* _PROMPT_:
Write the next part of the Big Data Storage and Processing course description, starting after its last sentence.

* _TEXT BLOCK_:
──────────

Data Science and Artificial Intelligence

Big Data Storage and Processing

Integrated course, 5.00 ECTS


Course content

Introduction and basic concepts of big data, cloud computing, hybrid IT infrastructures and As-A-Service models; Design and setup of complex cloud-based service architectures and integration of existing IT systems to provide a holistic analysis service; Requirement-based scaling of storage and computing capacity; Storing and analyze petabytes and trillions of objects using cloud-based Data Lake stores (Azure Data Lake, etc.); Parallel Data Transformation and Processing with Big Data Processing Languages ??(U-SQL); Developement of U-SQL scripts using Data Lake tools; Highly Scalable Big Data Analytics with Cloud-Based Business Analytics Services (Azure Data Lake Analytics, HDInsight, etc.); Big Data Frameworks (Hadoop) and Distributed File Systems (HDFS). Integrated and end-to-end identity and access management to provide single sign-on (SSO), multi-factor authentication, and seamless centralized management of participating digital identities (Azure Active Directory, etc.)

Learning outcomes

Students have in-depth knowledge of requirement-based planning and the implementation of cloud-based service architectures for storing, processing and analyzing big data, regardless of the size, format, structure or speed of the data.
Students understand the relevance and context of hybrid cloud service architectures in order to deliver highly scalable, cost-effective and secure business analytics platforms. They know all necessary features for developers, data scientists, and analysts to store and process highly diverse, complex data of all sizes. In addition, they can efficiently utilize the benefits of business agility and the on-going scaling of cloud-based analytics services.

──────────

* _GIVEN DATA_:
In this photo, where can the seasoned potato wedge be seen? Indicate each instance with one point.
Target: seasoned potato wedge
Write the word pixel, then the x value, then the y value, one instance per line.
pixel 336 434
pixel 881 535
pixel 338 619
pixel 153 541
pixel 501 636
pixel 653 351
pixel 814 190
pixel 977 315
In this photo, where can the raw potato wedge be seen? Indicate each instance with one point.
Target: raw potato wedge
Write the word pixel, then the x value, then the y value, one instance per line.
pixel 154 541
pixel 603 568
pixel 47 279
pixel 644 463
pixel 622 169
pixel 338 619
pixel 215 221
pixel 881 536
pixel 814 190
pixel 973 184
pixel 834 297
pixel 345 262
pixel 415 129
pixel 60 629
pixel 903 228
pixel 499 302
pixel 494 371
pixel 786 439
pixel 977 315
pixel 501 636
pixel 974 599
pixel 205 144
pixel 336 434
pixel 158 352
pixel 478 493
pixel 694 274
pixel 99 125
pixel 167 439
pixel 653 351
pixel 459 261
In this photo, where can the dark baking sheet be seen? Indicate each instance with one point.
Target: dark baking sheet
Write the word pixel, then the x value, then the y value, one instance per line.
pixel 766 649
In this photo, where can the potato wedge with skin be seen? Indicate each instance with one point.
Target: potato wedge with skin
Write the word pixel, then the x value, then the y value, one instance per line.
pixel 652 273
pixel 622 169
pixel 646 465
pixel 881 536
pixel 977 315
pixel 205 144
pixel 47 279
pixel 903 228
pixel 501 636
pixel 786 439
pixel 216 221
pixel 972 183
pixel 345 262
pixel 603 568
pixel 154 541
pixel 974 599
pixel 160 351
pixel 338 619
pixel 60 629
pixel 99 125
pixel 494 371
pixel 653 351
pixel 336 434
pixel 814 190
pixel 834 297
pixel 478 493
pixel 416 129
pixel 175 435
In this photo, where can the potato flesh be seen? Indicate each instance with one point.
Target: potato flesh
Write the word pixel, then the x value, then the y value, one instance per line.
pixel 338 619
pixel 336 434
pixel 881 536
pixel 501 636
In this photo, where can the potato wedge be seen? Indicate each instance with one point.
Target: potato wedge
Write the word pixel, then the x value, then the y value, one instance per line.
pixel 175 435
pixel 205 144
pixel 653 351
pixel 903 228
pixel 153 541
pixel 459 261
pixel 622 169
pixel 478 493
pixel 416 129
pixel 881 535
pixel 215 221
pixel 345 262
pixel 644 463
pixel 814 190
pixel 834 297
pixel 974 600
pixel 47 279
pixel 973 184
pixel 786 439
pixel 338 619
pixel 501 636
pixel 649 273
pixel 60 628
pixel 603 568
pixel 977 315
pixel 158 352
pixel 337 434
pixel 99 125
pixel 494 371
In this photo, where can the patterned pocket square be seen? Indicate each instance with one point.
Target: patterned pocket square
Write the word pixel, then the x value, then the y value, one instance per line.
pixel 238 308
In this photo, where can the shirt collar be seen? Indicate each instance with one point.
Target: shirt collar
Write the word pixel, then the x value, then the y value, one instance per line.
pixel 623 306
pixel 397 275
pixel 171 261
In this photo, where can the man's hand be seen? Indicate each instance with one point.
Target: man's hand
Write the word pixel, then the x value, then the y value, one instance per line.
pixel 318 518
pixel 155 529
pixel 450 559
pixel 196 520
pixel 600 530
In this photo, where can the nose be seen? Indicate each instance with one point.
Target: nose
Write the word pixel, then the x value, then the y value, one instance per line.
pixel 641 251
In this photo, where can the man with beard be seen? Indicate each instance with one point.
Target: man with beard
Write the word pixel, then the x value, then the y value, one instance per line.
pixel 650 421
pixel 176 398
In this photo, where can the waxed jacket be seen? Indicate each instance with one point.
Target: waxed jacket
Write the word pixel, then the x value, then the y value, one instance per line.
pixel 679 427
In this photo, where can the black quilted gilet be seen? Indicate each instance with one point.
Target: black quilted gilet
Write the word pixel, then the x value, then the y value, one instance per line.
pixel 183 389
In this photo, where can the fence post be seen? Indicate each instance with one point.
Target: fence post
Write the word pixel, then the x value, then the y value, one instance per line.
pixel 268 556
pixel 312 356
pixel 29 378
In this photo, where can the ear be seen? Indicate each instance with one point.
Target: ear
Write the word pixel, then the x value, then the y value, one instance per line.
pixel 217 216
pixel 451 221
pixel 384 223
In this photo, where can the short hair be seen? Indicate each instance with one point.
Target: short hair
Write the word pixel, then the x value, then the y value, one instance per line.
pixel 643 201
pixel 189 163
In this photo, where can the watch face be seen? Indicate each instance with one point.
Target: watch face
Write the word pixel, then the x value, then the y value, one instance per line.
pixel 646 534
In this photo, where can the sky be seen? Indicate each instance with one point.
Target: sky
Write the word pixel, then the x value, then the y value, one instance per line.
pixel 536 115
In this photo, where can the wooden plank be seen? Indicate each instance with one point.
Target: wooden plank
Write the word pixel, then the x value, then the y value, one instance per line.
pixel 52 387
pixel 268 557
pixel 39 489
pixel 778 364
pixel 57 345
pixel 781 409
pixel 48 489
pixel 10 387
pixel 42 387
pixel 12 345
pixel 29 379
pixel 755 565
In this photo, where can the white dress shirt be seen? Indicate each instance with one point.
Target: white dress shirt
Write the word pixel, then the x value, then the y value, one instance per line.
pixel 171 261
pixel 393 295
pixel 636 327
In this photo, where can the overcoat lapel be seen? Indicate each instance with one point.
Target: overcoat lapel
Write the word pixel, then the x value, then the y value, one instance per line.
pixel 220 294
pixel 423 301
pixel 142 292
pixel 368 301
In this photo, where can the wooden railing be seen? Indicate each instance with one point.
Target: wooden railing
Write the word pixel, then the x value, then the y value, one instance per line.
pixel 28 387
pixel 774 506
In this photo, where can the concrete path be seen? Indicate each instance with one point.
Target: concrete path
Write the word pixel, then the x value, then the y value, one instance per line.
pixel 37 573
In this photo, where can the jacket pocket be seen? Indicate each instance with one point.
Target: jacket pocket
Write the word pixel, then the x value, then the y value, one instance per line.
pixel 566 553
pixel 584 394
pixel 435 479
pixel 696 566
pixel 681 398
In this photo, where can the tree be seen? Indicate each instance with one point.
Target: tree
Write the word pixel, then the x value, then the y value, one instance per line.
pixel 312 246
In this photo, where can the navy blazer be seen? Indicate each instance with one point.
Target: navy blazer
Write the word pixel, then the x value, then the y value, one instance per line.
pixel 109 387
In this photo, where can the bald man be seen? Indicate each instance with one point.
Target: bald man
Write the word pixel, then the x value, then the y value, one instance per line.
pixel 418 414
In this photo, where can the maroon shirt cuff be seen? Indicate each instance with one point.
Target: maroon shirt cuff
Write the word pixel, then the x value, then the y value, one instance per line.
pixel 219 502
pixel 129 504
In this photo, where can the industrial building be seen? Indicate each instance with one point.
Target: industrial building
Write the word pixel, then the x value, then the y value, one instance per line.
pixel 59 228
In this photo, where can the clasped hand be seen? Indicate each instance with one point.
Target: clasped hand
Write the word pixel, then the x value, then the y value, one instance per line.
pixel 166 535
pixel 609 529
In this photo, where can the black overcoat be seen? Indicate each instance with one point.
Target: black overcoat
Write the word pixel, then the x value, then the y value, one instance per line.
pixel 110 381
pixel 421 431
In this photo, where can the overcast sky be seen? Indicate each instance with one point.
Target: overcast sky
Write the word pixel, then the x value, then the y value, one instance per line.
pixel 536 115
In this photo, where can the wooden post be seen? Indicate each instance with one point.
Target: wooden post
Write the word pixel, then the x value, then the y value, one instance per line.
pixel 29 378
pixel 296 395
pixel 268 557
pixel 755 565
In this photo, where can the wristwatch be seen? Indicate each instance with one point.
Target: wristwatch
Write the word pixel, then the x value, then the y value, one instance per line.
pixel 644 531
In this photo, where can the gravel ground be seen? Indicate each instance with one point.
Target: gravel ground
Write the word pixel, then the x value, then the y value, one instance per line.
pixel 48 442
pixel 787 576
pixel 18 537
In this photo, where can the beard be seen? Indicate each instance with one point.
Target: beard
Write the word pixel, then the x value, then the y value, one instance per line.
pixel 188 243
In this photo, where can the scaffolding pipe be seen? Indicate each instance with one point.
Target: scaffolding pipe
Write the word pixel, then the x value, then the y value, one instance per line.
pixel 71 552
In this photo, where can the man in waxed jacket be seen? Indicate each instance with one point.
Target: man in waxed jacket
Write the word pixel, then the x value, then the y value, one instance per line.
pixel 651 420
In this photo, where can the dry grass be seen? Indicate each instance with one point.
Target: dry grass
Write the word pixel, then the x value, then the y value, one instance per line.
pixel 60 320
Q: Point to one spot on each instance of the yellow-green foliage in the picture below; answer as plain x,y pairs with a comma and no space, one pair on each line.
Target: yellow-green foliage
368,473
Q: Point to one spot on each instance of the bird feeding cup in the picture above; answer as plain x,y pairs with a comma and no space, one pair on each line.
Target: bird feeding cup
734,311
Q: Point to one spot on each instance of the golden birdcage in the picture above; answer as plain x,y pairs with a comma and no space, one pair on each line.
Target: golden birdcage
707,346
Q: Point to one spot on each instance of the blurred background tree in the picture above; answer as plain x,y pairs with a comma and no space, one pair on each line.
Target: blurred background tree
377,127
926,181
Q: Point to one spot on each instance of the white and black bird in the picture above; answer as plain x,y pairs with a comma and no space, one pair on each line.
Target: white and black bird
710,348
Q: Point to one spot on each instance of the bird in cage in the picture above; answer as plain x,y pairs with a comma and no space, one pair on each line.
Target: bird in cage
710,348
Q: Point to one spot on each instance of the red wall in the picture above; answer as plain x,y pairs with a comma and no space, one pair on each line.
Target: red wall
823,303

──────────

* _EXERCISE OUTPUT_:
Students are able to design and implement the required service architectures and their interfaces holistically and according to requirements. They have an end-to-end understanding of the different distributed data storages, as well as high-level parallel data transformation and processing, to quickly gain valuable information from complex data.

Recommended or required reading and other learning resources / tools

Books: N. Marz and J. Warren, Big Data - Principles and best practices of scaleable real-time data systems, Shelter Island - New York: Manning Publications Co., 2015. T. White, Hadoop - The Definite Guide (4th edition), Sebastopol, California: O’Reilly Media, Inc., 2015. Z. Tejada, Mastering Azure Analytics. Architecting in the Cloud with Azure Data Lake, HDInsight, and Spark. Sebastopol CA: O`Reilly Media Inc., 2017.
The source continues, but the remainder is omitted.